### What to do
Write out again the part of the items below that opens with the line containing "Spot all occurrences of cat's front" and runs through the end of the items, requests included. Multiply every box coordinate in the answers by 2 and round to whole numbers with halves rounded up, leaving the requests and their sample coordinates unchanged.

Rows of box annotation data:
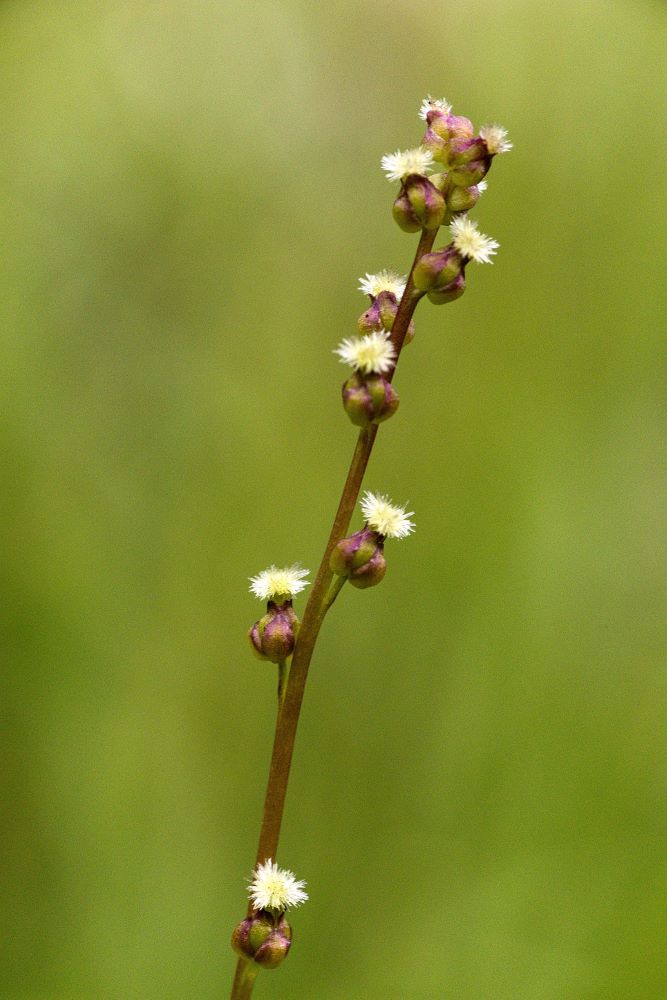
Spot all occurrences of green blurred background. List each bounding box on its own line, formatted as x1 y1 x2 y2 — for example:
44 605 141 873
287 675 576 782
0 0 667 1000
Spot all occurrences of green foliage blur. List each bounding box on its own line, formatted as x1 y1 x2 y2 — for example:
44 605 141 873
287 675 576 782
0 0 667 1000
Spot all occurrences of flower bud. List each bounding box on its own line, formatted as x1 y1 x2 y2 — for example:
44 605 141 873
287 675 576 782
447 184 482 214
232 910 292 969
428 271 466 306
329 526 387 590
248 601 300 663
343 371 399 427
412 244 463 292
449 157 491 187
357 292 415 344
422 109 474 164
393 174 446 233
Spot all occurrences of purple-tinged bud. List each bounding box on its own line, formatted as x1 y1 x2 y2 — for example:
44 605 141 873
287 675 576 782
412 243 463 292
447 184 482 214
342 371 399 427
393 174 445 233
449 135 489 167
329 527 387 590
248 601 300 663
422 112 475 163
449 157 491 188
232 910 292 969
428 271 466 306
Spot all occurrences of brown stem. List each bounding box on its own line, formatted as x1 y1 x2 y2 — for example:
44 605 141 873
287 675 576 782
231 230 436 1000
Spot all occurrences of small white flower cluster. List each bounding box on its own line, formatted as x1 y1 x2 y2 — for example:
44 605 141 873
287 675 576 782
248 858 308 913
449 215 500 264
249 563 310 601
359 271 407 302
381 146 433 181
359 490 415 538
479 125 512 156
334 330 396 375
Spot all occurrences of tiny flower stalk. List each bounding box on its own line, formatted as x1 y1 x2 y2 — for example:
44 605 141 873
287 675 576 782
231 97 512 1000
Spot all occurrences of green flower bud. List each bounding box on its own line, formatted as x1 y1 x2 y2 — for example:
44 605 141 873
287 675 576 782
232 910 292 969
248 601 300 663
329 526 387 590
447 184 481 214
422 108 474 164
412 244 463 292
342 371 399 427
357 292 415 344
428 271 466 306
393 174 445 233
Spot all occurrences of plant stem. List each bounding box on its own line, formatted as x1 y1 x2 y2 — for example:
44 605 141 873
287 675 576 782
232 958 259 1000
278 660 289 710
230 230 436 1000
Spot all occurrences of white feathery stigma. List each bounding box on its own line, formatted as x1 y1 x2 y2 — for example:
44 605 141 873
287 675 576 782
334 330 396 375
359 490 415 538
479 125 512 156
381 146 433 181
419 94 452 121
359 271 407 302
249 563 310 601
449 215 500 264
248 858 308 913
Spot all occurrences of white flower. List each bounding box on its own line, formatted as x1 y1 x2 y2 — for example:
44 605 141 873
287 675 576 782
359 271 407 302
249 563 310 601
479 125 512 156
419 94 452 121
248 858 308 912
449 215 500 264
334 330 396 375
360 490 415 538
381 146 433 181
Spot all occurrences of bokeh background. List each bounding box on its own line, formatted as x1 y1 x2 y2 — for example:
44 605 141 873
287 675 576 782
0 0 667 1000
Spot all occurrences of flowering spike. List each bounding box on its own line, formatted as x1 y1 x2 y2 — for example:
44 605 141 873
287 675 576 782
381 146 433 181
449 215 500 264
249 563 310 601
248 858 308 913
360 490 415 538
333 330 396 375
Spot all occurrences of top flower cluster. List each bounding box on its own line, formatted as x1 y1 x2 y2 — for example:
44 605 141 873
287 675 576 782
382 97 512 181
381 97 512 248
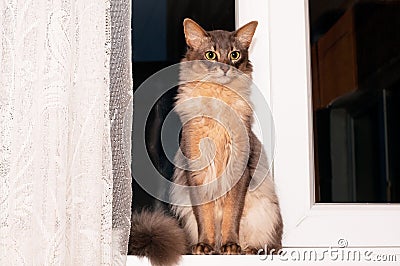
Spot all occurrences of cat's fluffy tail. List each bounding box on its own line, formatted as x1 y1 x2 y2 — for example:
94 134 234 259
128 210 187 266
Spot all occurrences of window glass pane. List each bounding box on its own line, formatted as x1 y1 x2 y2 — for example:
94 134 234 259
309 0 400 203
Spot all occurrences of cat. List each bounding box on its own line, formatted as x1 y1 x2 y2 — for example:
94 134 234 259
129 18 283 265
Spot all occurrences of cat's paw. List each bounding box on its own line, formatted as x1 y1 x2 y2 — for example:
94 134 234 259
192 242 215 255
221 242 242 255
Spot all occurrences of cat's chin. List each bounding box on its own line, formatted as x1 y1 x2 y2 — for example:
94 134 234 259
213 76 232 85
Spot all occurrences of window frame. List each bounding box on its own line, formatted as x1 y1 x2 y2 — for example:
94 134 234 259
260 0 400 249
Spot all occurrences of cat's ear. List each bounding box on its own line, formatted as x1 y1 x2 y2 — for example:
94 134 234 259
183 18 208 48
235 21 258 49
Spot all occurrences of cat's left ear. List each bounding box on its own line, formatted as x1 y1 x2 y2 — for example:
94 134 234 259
183 18 207 48
235 21 258 49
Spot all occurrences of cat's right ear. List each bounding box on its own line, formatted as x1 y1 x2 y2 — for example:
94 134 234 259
183 18 208 48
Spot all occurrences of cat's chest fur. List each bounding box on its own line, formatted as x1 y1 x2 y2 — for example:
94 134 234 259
176 81 252 123
176 82 252 183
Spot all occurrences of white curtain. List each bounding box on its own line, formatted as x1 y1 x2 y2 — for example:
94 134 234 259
0 0 131 265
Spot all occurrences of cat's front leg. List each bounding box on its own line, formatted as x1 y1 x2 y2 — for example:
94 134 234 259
220 169 250 255
192 196 215 255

### Exercise result
Spot all occurrences of cat's front leg. List each bounding box on its own line, formatted as x1 y1 x2 y2 — for example:
94 134 234 259
440 338 500 510
384 392 430 510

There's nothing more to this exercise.